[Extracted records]
+---+

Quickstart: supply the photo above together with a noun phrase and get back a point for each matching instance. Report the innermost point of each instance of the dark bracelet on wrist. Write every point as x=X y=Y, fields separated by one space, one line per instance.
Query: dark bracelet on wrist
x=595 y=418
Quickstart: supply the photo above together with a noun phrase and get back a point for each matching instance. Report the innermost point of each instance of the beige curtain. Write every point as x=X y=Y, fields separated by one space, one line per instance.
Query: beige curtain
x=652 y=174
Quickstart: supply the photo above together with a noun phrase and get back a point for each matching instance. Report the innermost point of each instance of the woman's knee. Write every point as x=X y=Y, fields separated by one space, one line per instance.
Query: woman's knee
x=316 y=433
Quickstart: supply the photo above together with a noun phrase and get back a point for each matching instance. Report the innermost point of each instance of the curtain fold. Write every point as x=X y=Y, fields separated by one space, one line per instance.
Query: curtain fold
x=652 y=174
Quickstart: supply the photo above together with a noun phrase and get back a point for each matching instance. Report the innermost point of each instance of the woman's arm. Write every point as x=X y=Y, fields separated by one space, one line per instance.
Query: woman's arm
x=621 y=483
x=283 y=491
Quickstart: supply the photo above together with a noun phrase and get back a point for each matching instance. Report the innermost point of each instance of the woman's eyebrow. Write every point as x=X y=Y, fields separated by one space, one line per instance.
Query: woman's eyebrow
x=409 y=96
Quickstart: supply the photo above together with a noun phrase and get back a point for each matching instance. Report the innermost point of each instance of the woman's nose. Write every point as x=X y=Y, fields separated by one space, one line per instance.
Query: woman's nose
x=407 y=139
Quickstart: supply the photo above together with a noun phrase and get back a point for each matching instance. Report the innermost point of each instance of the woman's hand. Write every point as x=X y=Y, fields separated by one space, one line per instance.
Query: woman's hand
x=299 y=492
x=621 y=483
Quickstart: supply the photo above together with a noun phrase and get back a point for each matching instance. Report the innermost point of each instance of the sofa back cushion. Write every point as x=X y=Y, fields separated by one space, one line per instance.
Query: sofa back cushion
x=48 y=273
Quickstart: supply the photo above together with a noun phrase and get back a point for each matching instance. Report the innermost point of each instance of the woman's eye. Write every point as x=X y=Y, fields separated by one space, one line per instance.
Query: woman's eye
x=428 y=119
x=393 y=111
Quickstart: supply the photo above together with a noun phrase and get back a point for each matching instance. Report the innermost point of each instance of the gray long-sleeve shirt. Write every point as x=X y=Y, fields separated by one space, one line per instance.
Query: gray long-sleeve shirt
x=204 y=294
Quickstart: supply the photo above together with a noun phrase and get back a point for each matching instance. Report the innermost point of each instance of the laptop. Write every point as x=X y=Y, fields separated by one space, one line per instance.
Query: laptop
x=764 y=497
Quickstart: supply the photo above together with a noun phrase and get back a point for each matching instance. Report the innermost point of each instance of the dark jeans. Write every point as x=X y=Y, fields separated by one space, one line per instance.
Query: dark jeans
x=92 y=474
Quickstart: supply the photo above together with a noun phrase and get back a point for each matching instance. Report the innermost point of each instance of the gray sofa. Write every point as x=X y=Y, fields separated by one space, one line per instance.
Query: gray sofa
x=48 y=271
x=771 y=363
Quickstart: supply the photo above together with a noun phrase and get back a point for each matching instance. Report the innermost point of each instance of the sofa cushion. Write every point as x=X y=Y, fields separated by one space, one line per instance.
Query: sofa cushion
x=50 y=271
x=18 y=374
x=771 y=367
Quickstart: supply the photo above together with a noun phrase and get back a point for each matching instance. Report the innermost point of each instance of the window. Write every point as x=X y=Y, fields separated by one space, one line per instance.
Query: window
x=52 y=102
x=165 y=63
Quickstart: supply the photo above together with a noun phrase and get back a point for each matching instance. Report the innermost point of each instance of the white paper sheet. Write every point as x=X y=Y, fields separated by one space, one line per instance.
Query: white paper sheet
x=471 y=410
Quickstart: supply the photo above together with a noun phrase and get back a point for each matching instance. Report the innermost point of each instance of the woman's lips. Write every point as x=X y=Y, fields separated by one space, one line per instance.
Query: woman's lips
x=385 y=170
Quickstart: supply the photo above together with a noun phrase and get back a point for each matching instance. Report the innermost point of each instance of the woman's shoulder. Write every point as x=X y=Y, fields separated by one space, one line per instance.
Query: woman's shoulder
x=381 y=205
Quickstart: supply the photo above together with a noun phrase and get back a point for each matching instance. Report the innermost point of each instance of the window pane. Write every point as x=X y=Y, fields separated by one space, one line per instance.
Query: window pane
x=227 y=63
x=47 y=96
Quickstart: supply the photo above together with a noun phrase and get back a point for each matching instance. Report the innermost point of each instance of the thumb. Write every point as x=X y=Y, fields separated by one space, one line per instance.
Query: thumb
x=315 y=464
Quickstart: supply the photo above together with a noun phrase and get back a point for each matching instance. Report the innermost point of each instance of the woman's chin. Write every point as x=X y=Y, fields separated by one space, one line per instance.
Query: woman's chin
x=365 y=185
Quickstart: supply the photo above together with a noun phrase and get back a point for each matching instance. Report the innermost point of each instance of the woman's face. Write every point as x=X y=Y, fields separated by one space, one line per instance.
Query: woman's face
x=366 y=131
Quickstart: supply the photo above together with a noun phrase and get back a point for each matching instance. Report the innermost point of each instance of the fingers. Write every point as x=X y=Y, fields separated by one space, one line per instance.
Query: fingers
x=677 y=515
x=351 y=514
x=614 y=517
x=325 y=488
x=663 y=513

+---+

### Assignment
Set down each entry exactly as it appears above.

### Worked solution
Quickstart: supply the photo above together with a noun phrase and get back a point for each matching instance. Report the innermost point of each instance of the dark bracelet on wrist. Write every point as x=X y=Y, fields separated by one space, one line per instance.
Query: dark bracelet on wrist
x=595 y=418
Quickstart: supply the photo above together with a noun phrase and get back a point for each matching instance. Report the innermost point of each instance of the beige curtain. Write every point as x=X y=Y, fields separated by one space, one line per instance.
Query: beige curtain
x=652 y=174
Quickstart: supply the photo above together with a noun phrase and get back a point for each matching instance. Report the innermost point of each instance of the woman's knee. Write every point as x=X y=Y, fields separated by one space, one line per instance.
Query: woman's knee
x=316 y=433
Quickstart: supply the photo above together with a noun phrase and get back a point for each matching instance. Report the innermost point of each instance of the curtain fold. Write every point as x=X y=Y, fields separated by one space, one line per instance.
Query: curtain fold
x=652 y=174
Quickstart: supply the photo above together with a noun phrase and get back a point for each matching instance. Report the innermost point of each instance of the woman's arm. Write every point as x=X y=Y, fields separated by one space, one line per instance.
Query: woman's arm
x=621 y=483
x=283 y=491
Quickstart: supply the photo above together with a noun phrase and get back a point for each matching instance. Report the innermost point of each instance of the woman's eyebrow. Write every point as x=X y=Y, fields separated by one space, one line per instance.
Query: woman's eyebrow
x=409 y=96
Quickstart: supply the photo above together with a noun phrase and get back a point for each matching instance. Report the innermost point of each instance of the woman's nose. Write every point as x=X y=Y, fields separated by one space, one line per instance.
Query: woman's nose
x=407 y=139
Quickstart: supply the photo above together with a noun phrase and get back a point for each matching instance. Report the innermost point of each instance of the woman's hand. Write every point as x=X y=Y, fields separated by one space, one line per instance.
Query: woman's hand
x=299 y=492
x=621 y=483
Quickstart: supply the photo above together with a noun phrase and get back a point for each matching instance. Report the innermost point of each instance of the sofa back cushion. Write every point as x=X y=Y, fields separated by one space, one line per instance.
Query: sofa back cushion
x=48 y=273
Quickstart: supply the photo above together with a noun phrase and get back a point for each matching instance. Report the innermost point of each instance of the woman's eye. Write every point as x=X y=Y, fields separated by one space, one line per instance.
Query: woman's eye
x=428 y=119
x=393 y=111
Quickstart: supply the photo above together with a noun phrase and get back a point for each matching instance. Report the innermost point of each instance of the gray long-sleeve shirt. Write every point as x=X y=Y, fields separated by one space, one line per instance.
Query: gray long-sleeve shirt
x=204 y=294
Quickstart: supply the photo above together with a noun phrase and get back a point for each matching instance. Report the innermost point of each instance of the laptop. Write every point as x=X y=Y, fields separated by one space, one line per instance.
Query: laptop
x=764 y=497
Quickstart: supply the photo above together with a noun phrase and get back a point for each matching instance. Report the innermost point of each instance of the dark jeans. Write every point as x=X y=Y, fields separated by one space, one line per instance.
Query: dark jeans
x=92 y=474
Quickstart: supply the photo above together with a noun phrase and get back a point for each matching instance. Report the innermost point of each instance of the gray sofa. Write every point as x=X y=Y, fields separated by one space, one line per instance.
Query: gray sofa
x=48 y=271
x=771 y=363
Quickstart: supply the photo above together with a noun phrase and get back a point for each matching instance. Report the innermost point of each instance of the sofa cushion. Write every point as x=X y=Y, fields separated by one space, one line per instance.
Query: sofa cushion
x=50 y=271
x=18 y=374
x=771 y=367
Quickstart: supply the photo above together with a noun phrase and get back a point for each matching instance. Report the innermost point of each instance of the window. Write every point as x=X y=Y, fields separated by one space, one line per instance.
Query: window
x=52 y=102
x=165 y=63
Quickstart: supply the photo above together with a noun phrase and get back a point for each matching instance. Report the innermost point of each instance of the white paper sheet. Write every point as x=X y=Y, fields separated by one space, one line per instance.
Query: white paper sheet
x=471 y=410
Quickstart: supply the photo above together with a noun phrase and get back a point for each matching instance. Report the innermost point of each instance of the woman's lips. Write every point as x=X y=Y, fields separated by one space, one line per instance.
Query: woman's lips
x=385 y=170
Quickstart: supply the photo above together with a noun phrase and get back a point for each matching instance. Report the innermost point of each instance of the woman's shoulder. Write every point as x=X y=Y, fields separated by one space, one line per instance.
Query: woman's shoulder
x=381 y=205
Quickstart: supply the photo above together with a noun phrase and get back a point for each matching instance. Report the innermost point of each instance of the window pane. Write every point as x=X y=Y, fields separated by one space, one line per instance.
Query: window pane
x=227 y=63
x=47 y=96
Quickstart: supply the photo above together with a noun phrase and get back a point for each matching instance. Report the innermost point of each instance of the thumb. Write every point as x=X y=Y, fields separated by one space, one line per instance.
Query: thumb
x=315 y=464
Quickstart: supply the photo above together with a noun phrase and get back a point for each matching instance. Report the innermost point of each instance of the woman's chin. Write every point as x=X y=Y, fields separated by one space, one line per instance.
Query: woman's chin
x=365 y=185
Quickstart: supply the photo above together with a noun phrase and get back a point for each matching instance. Report the innermost point of each instance of the woman's face. Write every point as x=X y=Y, fields separated by one space, one line per instance.
Query: woman's face
x=366 y=131
Quickstart: supply the photo above together with a noun phrase and get back a point for each matching instance. Report the innermost point of each instance of the fingers. Write every point as x=X y=Y, fields separated by one space, one line per instance.
Query: fingers
x=677 y=515
x=351 y=514
x=614 y=517
x=325 y=488
x=663 y=513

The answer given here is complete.